• **Exercice 1**
Répondez aux questions suivantes à partir du texte sur la crise financière.
(a) De quelle commune Luc Louison Clémenté est-il le maire ?
(b) De quel taux à quel taux la réserve fédérale américaine a-t-elle abaissé ses taux directeurs ?
(c) Quel nom porte le mécanisme consistant à transformer les créances en titres négociables ?

• **Texte fourni**
------------

Bondamanjak

LES CONSEQUENCES DE LA CRISE FINANCIERE SUR LES COLLECTIVITES LOCALES

Luc Louison Clémenté, maire de Schoelcher en Martinique, a prononcé une allocution ce jour au Palais des Congrès de madiana dans le cadre de la  24ème Conférence
Mondiale des Maires.
Sujet,  l’actuelle crise financière et son impact sur les collectivités locales…

Chaque jour un peu plus, l’actualité confirme que 2008 est à considérer comme une année de mutations. Citons pêle-mêle, le renouvellement des Conseils Municipaux et Communautaires, les projets de réforme de la fiscalité locale, les contraintes sur les dotations de l’Etat aux collectivités territoriales, la crise financière qui affecte l’ensemble de l’économie mondiale…

Autant de facteurs d’évolution que les élus locaux sont amenés à prendre en compte dans la gestion de leur collectivité. S’agissant du dernier facteur évoqué, je veux parler de la crise financière, voyons quelles peuvent être dans le détail ses conséquences sur les collectivités locales.
 

Mais avant toute chose, il convient de préciser que cette crise dont les effets se sont fait ressentir cette année prend ses racines dans la relance excessive à laquelle on a pu assister au lendemain du 11 septembre 2001. En effet au lendemain de cet évènement tragique, la réserve fédérale américaine a craint une crise financière puis économique. Elle a donc relancé l’activité en baissant considérablement ses taux directeurs (de 7 % à 1 % en quelques mois). Mais cette relance excessive ajoutée aux liquidités provenant notamment des excédents des commerçants chinois et des pays pétroliers n’était pas un facteur de stabilité.
 

Néanmoins un climat de confiance s’est installé avec en corolaire un comportement laxiste des banques et des courtiers. A cette époque la possibilité a été offerte à une majorité d’américains d’emprunter à taux variable ou avec des différés de remboursement, pour consommer, acheter de l’immobilier et j’en passe…

Ce pouvoir d’achat nouveau a mécaniquement provoqué une hausse continue de la demande et donc des prix de l’immobilier, ce qui à son tour encourageait les ménages à envisager un achat.
 

Mais dans cette mécanique bien huilée un élément essentiel faisait défaut. On feignait en effet d’oublier que les crédits immobiliers et bien d’autres produits étaient à risque parce que souscrits par des ménages n’ayant pas toujours le niveau de ressources nécessaires pour faire face aux échéances normales (les fameuses « subprimes ») … Pire … Tout a tranquillement continué jusqu’au jour où les différés d’amortissement se sont terminés et où les taux ont amorcé une remontée. De plus en plus d’acheteurs ne pouvant plus faire face, mettent donc en vente leur maison, provoquant une forte baisse des prix qui dès lors ne permet plus de récupérer de quoi rembourser le prêt contracté.
 

Les premiers à réagir ont été les institutions qui ont accordé les crédits « subprimes » en cherchant à se débarrasser du risque de crédit en transformant ces créances en titres négociables, selon le mécanisme de la « Titrisation ».

------------

• **Exercice 2**
Relevez chaque ligne des entrées ci-dessous qui contient le mot « negative ».

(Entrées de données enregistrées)

------------

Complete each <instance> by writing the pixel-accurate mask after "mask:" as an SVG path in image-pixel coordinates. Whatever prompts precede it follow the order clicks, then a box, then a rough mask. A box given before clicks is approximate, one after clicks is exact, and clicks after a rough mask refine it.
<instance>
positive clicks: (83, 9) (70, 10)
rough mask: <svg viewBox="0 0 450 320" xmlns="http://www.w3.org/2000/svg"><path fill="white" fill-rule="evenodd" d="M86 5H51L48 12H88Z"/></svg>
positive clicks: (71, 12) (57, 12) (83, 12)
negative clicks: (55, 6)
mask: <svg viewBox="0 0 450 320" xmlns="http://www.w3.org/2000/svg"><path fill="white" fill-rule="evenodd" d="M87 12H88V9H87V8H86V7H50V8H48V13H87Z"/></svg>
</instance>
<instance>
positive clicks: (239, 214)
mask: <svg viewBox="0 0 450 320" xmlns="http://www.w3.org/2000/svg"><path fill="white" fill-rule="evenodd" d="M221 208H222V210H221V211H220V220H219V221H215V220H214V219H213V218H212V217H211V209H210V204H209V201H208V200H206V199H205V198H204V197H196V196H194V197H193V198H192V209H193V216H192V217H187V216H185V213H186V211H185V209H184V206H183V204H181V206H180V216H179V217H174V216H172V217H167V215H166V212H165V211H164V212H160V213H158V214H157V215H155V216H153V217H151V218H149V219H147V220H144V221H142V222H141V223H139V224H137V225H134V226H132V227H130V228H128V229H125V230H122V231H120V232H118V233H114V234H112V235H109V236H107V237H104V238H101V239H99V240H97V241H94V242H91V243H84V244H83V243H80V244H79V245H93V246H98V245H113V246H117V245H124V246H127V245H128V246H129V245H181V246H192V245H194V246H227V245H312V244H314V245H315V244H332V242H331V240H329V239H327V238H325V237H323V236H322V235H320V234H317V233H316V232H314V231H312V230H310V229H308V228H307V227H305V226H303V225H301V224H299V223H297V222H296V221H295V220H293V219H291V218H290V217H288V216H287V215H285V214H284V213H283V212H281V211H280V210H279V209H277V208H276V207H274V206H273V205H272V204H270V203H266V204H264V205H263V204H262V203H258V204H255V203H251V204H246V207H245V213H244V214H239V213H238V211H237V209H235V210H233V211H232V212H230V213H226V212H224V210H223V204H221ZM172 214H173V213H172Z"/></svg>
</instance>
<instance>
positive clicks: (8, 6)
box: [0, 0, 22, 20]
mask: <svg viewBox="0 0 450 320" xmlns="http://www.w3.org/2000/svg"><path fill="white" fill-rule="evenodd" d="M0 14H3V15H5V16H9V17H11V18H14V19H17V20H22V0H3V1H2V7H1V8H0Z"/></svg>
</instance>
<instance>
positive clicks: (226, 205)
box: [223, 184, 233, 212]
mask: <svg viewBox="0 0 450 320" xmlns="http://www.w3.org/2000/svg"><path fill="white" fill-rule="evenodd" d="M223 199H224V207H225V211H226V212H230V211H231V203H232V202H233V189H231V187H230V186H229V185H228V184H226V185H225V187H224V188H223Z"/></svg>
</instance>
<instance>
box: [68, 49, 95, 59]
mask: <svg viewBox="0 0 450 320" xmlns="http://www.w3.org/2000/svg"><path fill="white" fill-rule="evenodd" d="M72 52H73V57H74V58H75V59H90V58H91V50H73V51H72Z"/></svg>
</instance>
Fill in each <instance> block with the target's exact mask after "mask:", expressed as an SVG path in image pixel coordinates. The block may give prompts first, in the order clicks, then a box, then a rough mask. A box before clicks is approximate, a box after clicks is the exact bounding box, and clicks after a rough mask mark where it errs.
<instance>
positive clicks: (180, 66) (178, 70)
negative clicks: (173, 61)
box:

------------

• **Réponse 1**
(a) Il est le maire de Schoelcher, en Martinique.
(b) Elle les a abaissés de 7 % à 1 %, en quelques mois.
(c) Ce mécanisme s'appelle la « Titrisation ».

• **Réponse 2**
negative clicks: (55, 6)
negative clicks: (173, 61)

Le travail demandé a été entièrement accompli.